REQUIRED TASKS.
a - Rewrite the listing below with every "Species-survey task" changed to "Labeling task", leaving all else unchanged. Omit the pictures from your answer.
b - Extend the forum thread below about Falco's memory growth with HTTP output enabled, picking up after its final post.

GIVEN PASSAGE.
--- BEGIN ---
I will test without the http_output.enabled=true.

I confirm the leak disappears once the http_output is disabled:

image

Thank you both very much! I will give it a look and report back :)

Out of curiosity, which libcurl version are you using? The bundled one or the system one?

EDIT: Anyway, i am able to reproduce by enabling http output

So, it seems like there is something wrong in the curl_easy_perform call here: https://github.com/falcosecurity/falco/blob/master/userspace/falco/outputs_http.cpp#L118
Since commenting it fixes the issue (well, http output does nothing then). I am still digging!

So, i tried to repro this with a minimal libcurl-only example but couldn't.
Then, i remembered that our outputs queue is unbounded by default and it means that it grows indefinitely; the rule you provided does not specify any syscall thus it matches every syscall/action made by the process called with args --lua-exec, that's why it generates so many output events.

TLDR: setting outputs_queue.capacity to eg: 100 in Falco config fixes the "issue".
But please mind that this is not an issue, it is by design behavior, exacerbated by the very wide condition of the rule.

Hi,
You are right, setting outputs_queue capacity in config resolves "my problem".
Didn't know why the memory was increasing, really thought it was a memory leak.

Thank you again for your help and sorry for the time spent on this matter.

No problem sir, thanks for asking!
/milestone 0.39.0

Hi @FedeDP , sry for bring this up, I met the same issue on 0.38.0, but may I know that if I set outputs_queue.capacity to some fixed value, does it mean falco will drop some events if cap is met? If yes, do we have some other options to mitigate this OOM issue?
--- END ---
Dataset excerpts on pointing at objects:
--- BEGIN ---
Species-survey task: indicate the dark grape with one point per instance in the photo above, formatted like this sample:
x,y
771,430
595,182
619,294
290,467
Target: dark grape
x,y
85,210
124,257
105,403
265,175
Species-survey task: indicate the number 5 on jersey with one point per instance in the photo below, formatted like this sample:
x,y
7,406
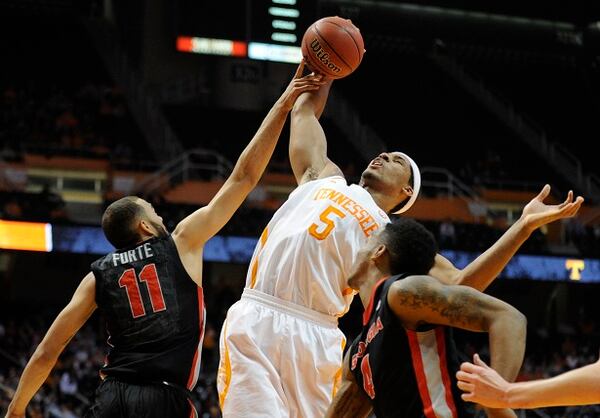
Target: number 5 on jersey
x,y
321,232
--- END ---
TASK-BY-TASK OUTPUTS.
a -
Labeling task: indicate the dark grape with one point per instance in the photo above, formatted like this sample:
x,y
771,430
595,182
619,294
290,467
Target: dark grape
x,y
85,210
124,257
105,403
265,175
Labeling task: indicate the number 5 on jersey with one point per instance in the photo below, formatted like this sample:
x,y
7,406
Target: number 5 on jersey
x,y
321,232

b -
The diff of our env is that we have many network traffic incoming/outcoming

does it mean falco will drop some events if cap is met

Yes, exactly.

If yes, do we have some other options to mitigate this OOM issue?

Unfortunately no; well if your system is generating too many events perhaps some rule is too noisy and must be stricter.

does it mean falco will drop some events if cap is met

Yes, exactly.

If yes, do we have some other options to mitigate this OOM issue?

Unfortunately no; well if your system is generating too many events perhaps some rule is too noisy and must be stricter.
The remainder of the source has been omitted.